We had not enquired how the owl could be held in such contempt in the village. We knew about the other superstitions but this one took us completely by surprise. We did not want to ruffle any feathers and so promised her that we would immediately give her grandchildren another bird. I wasn’t too keen on the idea, but Billie said its best we respect local traditions. But canny as she is, she took up this matter with the kids’ mother, Gita. Gita was taken aback and said she said didn’t agree with her mother-in-law’s ideas. She said, “An owl is like any other bird. Why must one differentiate? Just like monkeys and porcupines, they all exist in this world. They only come to our fields to eat because they are hungry. How can you be angry with them?” And this from a woman who worked hard, from early morning to night, in the house, verandah and the farm, and knew full well that the land did not yield enough for her family. She was ready to share what little they had with all the compassion of a mother. Nevertheless, we changed the bird for her kids the next day!
We were just recovering from this nasty encounter when we heard another bit of information. But before that, let me tell you the stories that the kids wrote about the birds. Billie had many reasons for asking the children to write stories about birds. Some she has revealed to me; others I will never know! Billie works in the most mysterious ways. She believes that kids retell ancient stories of their villages and someday will become storytellers in turn. So, the kids wrote some stories. Most of them wrote about how a sly hunter came upon a group of birds to catch them but was outwitted by the birds who flew off to freedom. Some tricked the hunter with their sweet talk, others pretended to be dead, but free they all were from his evil grasp!

hoopoe


It was a great session that day with everyone listening to each other’s stories. I shall keep Sanjay’s story for the end. Some carried their story telling out of the class too. One told me that if a shadow of a griffon vulture fell upon you, then you would fall off the cliff. Billie overheard the story. Both of us had spent some time watching the vultures and perhaps their shadow had fallen on us. Two days later we were to climb down the village. Both wondered which of us would fall off the cliff. Oh! The terror of it all. The little rascal added, but if you waited for a week more, then the curse would wear off. Yeah, yeah, we believed him.
Another came up and said that if a flying vulture spat on you, you would get lots of money. I asked him quite innocently if vultures did spit on humans. Yes, they most definitely did. That’s how some of the villagers got rich so quickly! He chuckled.
The stories were becoming more and more fantastic and to change the subject, Billie asked the kids about their village. She asked what their fathers did for work in the village. They said – Dinesh’s father was the shopkeeper; Inder’s father was the dhami [local priest]. “And you Sanjay, what does your father do?” she asked. He kept quiet and looked away. Ravinder said that he was in jail. I was shocked. I thought this was another of their stories, but he said that he most certainly was.

▶ _Collected data_
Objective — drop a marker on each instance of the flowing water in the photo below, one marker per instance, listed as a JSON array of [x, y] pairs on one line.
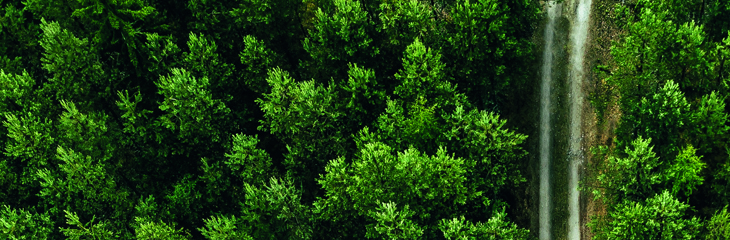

▶ _Your task_
In the page extract about the village children's bird stories, what did one child claim would happen if a flying vulture spat on you?

▶ _Correct result_
You would get lots of money.